*Directions for this task*: Word for word, copy the records that follow.

Natural-language object grounding data

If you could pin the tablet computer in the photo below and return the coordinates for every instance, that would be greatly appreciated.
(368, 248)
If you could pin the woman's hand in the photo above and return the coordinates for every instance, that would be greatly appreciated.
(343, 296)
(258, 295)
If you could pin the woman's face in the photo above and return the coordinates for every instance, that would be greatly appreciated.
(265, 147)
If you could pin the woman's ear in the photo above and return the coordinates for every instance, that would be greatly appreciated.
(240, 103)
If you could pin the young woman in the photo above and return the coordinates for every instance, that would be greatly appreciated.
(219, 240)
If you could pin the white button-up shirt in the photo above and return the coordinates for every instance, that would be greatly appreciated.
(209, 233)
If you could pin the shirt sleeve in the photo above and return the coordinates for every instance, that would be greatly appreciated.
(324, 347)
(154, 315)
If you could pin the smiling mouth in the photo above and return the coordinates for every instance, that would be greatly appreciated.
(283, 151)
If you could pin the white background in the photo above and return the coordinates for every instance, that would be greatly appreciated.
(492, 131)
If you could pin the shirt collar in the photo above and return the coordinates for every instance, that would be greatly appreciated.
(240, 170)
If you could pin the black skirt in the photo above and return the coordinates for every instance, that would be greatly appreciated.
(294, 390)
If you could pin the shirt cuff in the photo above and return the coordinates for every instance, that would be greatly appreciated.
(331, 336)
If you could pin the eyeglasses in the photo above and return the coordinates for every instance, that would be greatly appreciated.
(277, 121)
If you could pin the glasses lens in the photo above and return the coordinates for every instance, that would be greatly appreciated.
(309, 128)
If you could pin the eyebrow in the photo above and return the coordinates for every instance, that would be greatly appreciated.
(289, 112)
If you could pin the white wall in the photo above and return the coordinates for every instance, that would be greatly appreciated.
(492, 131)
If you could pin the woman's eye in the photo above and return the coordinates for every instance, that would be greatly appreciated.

*Written response*:
If you could pin the tablet computer in the photo below and return the coordinates for every instance, that would be greatly appreciated.
(368, 248)
If you could pin the woman's hand in the photo above and return the coordinates for every instance, that would be greatly appreciated.
(343, 296)
(258, 295)
If you could pin the woman's face in the photo above and return the coordinates for every instance, that would be greatly appreciated.
(265, 147)
If you could pin the woman's ear in the photo above and return the coordinates for every instance, that would be greatly appreciated.
(240, 103)
If you could pin the young woman in the photo above and return the coordinates for every instance, that would be greatly appreciated.
(219, 240)
If you could pin the white button-up shirt in the photo above and return the coordinates for every instance, that would be greatly appreciated.
(209, 233)
If you could pin the shirt sleeve in the photo above and return the coordinates for every instance, that would be greatly appreciated.
(324, 347)
(154, 315)
If you could pin the smiling mouth in the photo above and return the coordinates for every instance, that would be greatly appreciated.
(283, 151)
If you could pin the white background in the photo above and return the coordinates for every instance, that would be greatly appreciated.
(492, 131)
If you could pin the shirt collar in the photo above and return the coordinates for every instance, that would be greatly appreciated.
(240, 170)
If you could pin the black skirt in the photo above and return the coordinates for every instance, that would be greatly appreciated.
(294, 390)
If you could pin the shirt cuff in the photo above and return the coordinates for every instance, that would be greatly appreciated.
(331, 336)
If you could pin the eyeglasses in the photo above and return the coordinates for every instance, that would be greatly appreciated.
(277, 121)
If you could pin the glasses lens in the photo above and return the coordinates for every instance, that would be greatly appreciated.
(309, 128)
If you could pin the eyebrow in the photo above and return the coordinates for every instance, that would be greatly appreciated.
(289, 112)
If you could pin the white wall in the photo above and return the coordinates for every instance, that would be greatly appreciated.
(492, 131)
If you could pin the woman's eye in the photo above and return the coordinates for every instance, that would be greatly appreciated.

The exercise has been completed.